• [Stated exercise]
Lay out the lines below as a JSON list of strings, one string per line, skipping any blank lines. Leave the pictures out of the list.

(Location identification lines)
<<<<

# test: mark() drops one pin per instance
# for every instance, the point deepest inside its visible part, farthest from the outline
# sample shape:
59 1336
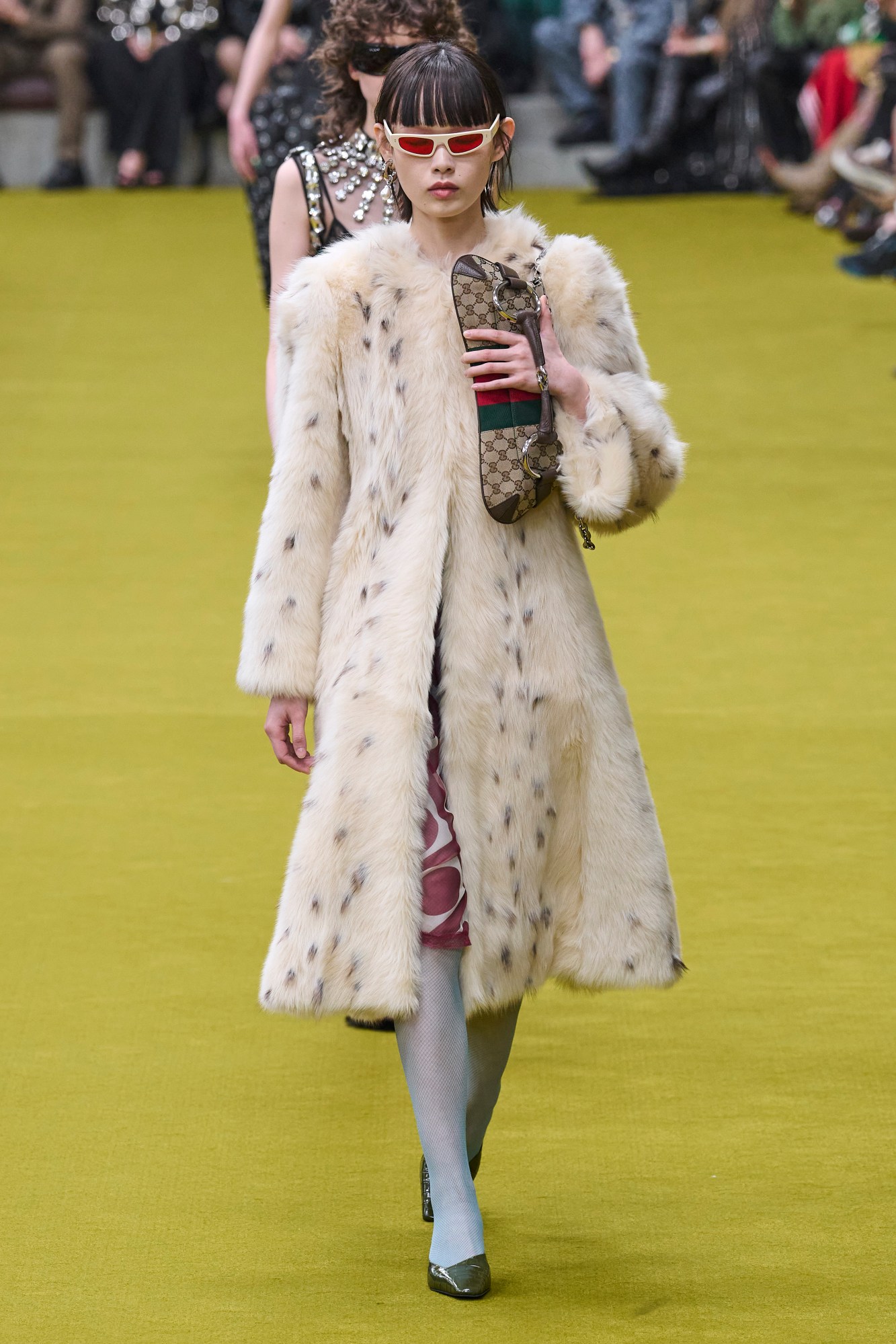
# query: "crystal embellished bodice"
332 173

>>>>

• [Result]
[
  "# test: mark() drops one pin per instance",
  "# for every instance, the point deepest inside its visible part, farthest from the outline",
  "# sample shape:",
  "59 1336",
  "# query: \"crystal embellished bodice\"",
  "332 173"
]